* PROMPT *
Rewrite the data from the line containing "For each <instance>" through the line containing "box: [483, 386, 495, 426]", putting "deduce" in place of "infer" and changing nothing else.
----- MATERIAL FOR THIS EXERCISE -----
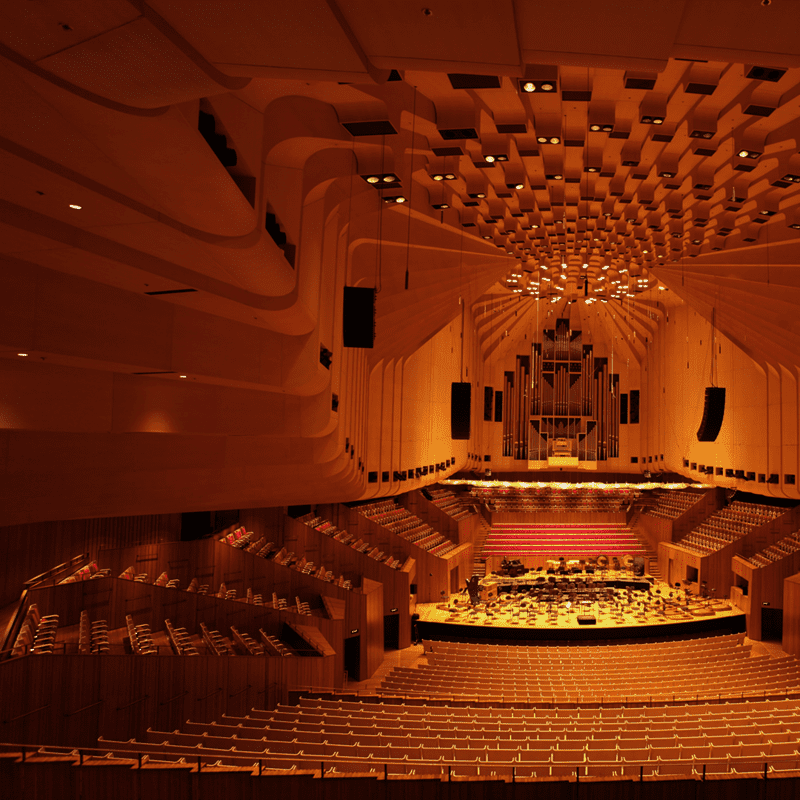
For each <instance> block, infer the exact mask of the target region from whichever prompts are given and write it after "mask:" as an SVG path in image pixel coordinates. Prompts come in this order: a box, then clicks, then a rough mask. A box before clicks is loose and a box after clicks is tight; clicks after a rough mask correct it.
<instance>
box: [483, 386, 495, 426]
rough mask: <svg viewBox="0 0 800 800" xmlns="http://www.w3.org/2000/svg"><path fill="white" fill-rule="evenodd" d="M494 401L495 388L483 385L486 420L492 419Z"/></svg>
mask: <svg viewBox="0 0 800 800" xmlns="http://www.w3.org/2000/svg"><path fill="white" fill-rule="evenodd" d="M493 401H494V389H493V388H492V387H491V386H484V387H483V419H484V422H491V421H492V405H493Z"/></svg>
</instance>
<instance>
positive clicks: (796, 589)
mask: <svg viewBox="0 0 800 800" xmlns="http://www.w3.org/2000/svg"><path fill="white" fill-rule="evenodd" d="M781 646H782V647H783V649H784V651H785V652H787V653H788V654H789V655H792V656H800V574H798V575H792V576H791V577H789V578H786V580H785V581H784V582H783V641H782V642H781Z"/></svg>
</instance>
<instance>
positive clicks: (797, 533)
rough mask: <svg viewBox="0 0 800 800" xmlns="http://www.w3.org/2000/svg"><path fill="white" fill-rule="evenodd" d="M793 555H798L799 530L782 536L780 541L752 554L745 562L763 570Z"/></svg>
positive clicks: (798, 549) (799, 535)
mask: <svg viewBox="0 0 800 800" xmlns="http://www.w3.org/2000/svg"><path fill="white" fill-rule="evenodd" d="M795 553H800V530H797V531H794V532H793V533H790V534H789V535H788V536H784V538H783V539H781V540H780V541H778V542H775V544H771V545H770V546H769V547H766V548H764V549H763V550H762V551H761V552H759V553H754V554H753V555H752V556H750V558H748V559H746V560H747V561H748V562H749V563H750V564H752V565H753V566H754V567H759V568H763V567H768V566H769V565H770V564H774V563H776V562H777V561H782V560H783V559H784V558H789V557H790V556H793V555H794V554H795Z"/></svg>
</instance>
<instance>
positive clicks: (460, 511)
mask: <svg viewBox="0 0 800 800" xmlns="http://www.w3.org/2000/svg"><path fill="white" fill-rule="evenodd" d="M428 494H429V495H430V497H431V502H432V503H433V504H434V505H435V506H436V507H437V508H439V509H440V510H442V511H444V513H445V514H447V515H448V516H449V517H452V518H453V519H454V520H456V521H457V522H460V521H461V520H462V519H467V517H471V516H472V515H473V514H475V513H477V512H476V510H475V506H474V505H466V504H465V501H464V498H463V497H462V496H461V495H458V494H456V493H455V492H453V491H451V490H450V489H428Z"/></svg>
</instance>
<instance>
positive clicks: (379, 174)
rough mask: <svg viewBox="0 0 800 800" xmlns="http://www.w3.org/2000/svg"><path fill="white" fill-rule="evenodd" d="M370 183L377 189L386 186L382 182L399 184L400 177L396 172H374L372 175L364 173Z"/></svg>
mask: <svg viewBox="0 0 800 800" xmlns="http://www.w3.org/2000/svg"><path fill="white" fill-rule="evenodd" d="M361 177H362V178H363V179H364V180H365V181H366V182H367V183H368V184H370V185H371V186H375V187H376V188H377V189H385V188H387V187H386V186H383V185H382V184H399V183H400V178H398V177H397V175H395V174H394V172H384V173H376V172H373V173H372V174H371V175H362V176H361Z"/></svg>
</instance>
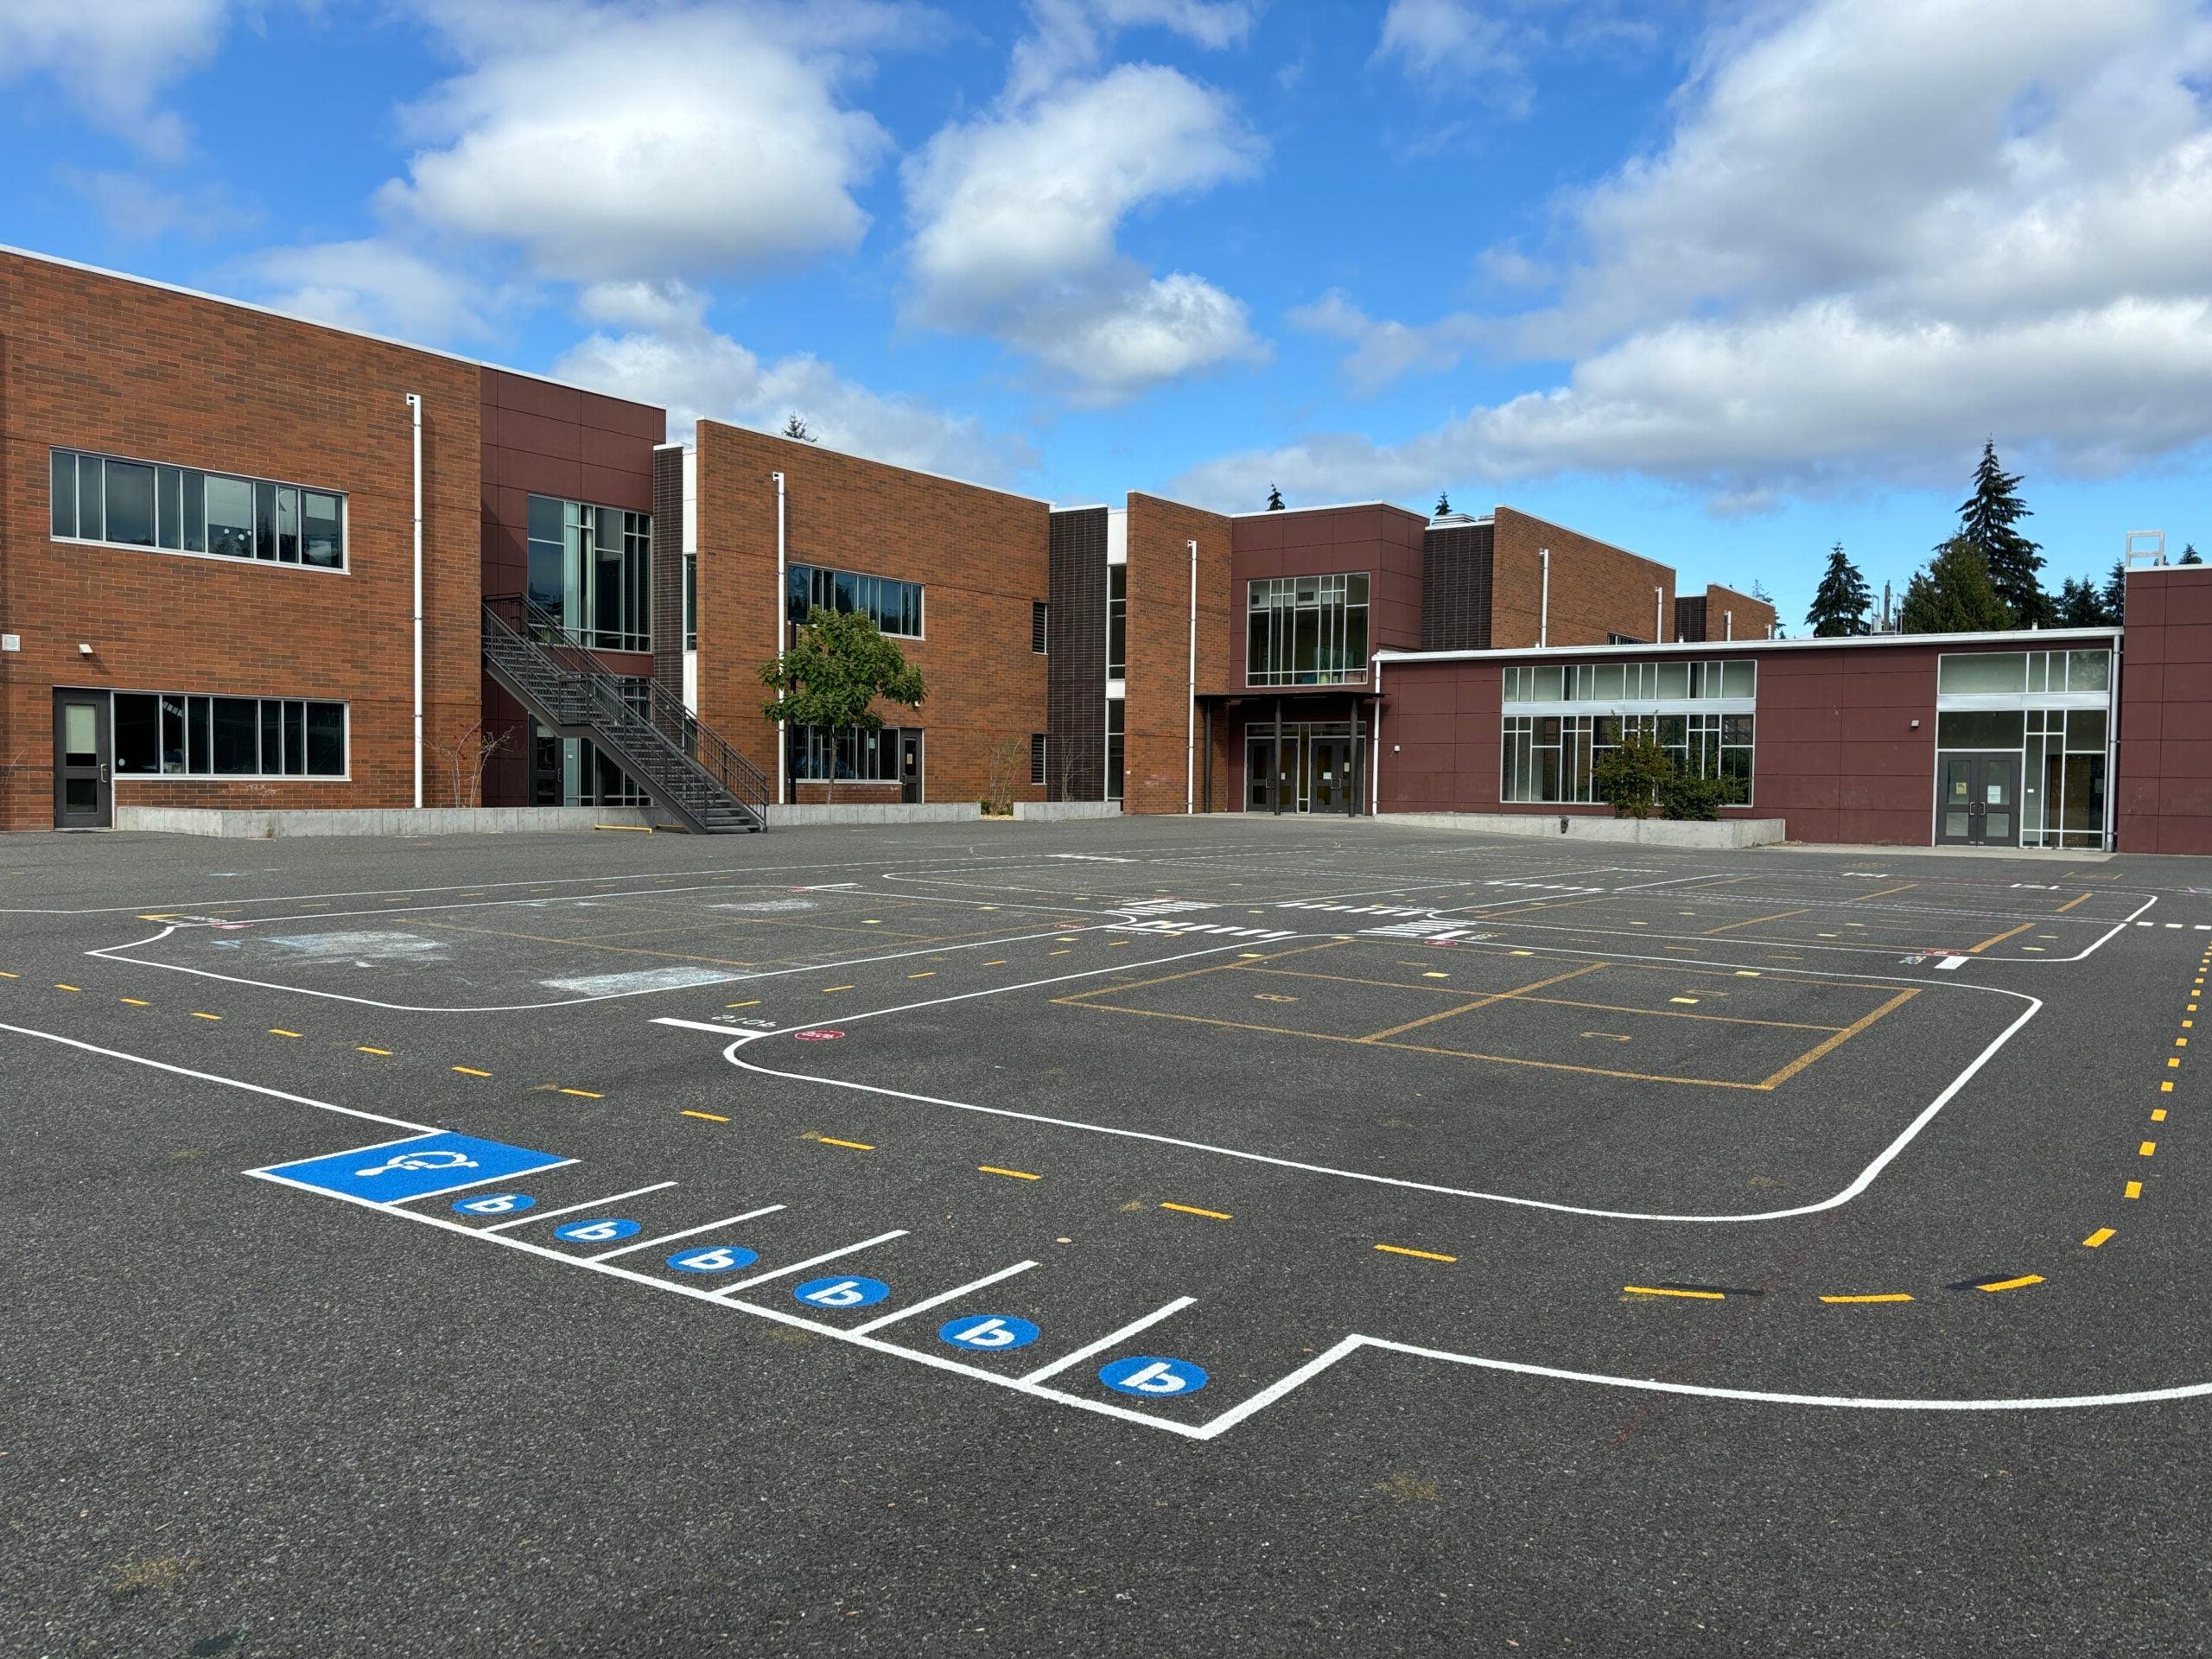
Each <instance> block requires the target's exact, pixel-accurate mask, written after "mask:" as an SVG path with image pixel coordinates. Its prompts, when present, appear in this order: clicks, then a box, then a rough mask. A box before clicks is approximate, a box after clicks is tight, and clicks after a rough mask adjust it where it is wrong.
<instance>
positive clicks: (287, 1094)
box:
-----
----- MATERIAL FOR THIS EXERCISE -----
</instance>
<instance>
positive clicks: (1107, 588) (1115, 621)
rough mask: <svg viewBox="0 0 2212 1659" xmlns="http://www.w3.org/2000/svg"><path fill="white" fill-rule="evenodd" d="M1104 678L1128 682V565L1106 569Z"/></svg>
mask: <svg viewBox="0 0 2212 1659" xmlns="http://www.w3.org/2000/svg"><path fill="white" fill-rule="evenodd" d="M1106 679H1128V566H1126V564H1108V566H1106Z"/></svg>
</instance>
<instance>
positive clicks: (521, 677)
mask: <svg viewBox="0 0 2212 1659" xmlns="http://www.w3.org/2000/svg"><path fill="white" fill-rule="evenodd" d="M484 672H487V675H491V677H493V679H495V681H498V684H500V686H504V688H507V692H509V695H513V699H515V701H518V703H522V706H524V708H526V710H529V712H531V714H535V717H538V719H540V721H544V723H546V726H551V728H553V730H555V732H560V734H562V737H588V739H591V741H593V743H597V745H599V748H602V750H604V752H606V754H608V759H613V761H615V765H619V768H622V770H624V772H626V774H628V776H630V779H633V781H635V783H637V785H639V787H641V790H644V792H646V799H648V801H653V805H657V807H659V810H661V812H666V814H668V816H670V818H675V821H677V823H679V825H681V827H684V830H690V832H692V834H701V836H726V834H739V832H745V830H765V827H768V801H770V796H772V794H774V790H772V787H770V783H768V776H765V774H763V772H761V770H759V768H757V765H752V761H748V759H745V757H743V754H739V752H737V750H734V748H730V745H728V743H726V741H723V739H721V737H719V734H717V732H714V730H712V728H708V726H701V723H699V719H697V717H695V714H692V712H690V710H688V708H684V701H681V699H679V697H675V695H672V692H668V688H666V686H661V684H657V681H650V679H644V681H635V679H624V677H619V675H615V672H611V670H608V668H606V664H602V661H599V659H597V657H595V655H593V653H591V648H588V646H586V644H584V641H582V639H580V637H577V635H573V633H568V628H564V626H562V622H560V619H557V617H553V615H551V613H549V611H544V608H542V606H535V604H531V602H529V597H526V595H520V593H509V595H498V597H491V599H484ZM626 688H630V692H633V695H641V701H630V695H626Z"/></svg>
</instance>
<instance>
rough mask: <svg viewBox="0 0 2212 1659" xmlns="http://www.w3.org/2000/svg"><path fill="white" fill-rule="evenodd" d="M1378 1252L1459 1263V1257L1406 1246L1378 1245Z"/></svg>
-----
----- MATERIAL FOR THIS EXERCISE -----
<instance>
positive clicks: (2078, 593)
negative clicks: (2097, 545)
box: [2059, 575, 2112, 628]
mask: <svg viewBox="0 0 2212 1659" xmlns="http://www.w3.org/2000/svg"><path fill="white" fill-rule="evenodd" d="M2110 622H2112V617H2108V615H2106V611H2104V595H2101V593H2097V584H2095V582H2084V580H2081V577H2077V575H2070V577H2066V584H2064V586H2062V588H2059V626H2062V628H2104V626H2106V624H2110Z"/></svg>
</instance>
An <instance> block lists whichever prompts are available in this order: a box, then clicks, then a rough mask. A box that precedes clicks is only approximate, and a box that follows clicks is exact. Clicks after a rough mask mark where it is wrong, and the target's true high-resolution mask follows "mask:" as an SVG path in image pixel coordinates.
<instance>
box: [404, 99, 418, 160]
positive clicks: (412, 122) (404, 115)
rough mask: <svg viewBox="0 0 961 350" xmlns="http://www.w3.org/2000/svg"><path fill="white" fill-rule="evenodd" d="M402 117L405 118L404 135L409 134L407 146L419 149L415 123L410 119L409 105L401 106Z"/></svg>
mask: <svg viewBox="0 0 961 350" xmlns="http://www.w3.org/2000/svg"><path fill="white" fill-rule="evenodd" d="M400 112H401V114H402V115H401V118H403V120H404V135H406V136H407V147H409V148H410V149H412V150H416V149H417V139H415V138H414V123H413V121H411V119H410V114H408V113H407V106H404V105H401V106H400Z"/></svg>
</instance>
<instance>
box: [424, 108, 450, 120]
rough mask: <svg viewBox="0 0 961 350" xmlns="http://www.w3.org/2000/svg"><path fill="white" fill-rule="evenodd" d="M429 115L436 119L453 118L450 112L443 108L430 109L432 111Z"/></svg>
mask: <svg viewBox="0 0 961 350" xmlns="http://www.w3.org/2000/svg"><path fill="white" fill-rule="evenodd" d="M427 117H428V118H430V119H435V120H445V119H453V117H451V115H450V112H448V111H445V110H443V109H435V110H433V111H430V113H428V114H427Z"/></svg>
-----
* REPLY *
For each <instance> block, deduce the exact mask of the target region from whichever prompts are given and write it after "mask:" as an SVG path in image pixel coordinates. Prompts come in this order: a box, then clicks, then a rough mask. A box before clicks is loose and a box after clicks is tight; clicks after a rough mask correct it.
<instance>
box: [483, 386, 495, 426]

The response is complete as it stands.